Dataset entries
════

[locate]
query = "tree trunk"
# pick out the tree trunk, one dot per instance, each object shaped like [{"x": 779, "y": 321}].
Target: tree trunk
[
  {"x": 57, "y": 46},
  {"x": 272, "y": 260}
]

════

Reproduce all lines of the material above, requests included, with each x and y coordinate in the answers multiplied by 2.15 and rounded to the nearest whole number, halves rounded up. Leave the numbers in the requests and their format samples unchanged.

[locate]
query = "tree trunk"
# pick out the tree trunk, one dot per instance, each object shaped like [{"x": 779, "y": 321}].
Target: tree trunk
[
  {"x": 123, "y": 99},
  {"x": 585, "y": 559}
]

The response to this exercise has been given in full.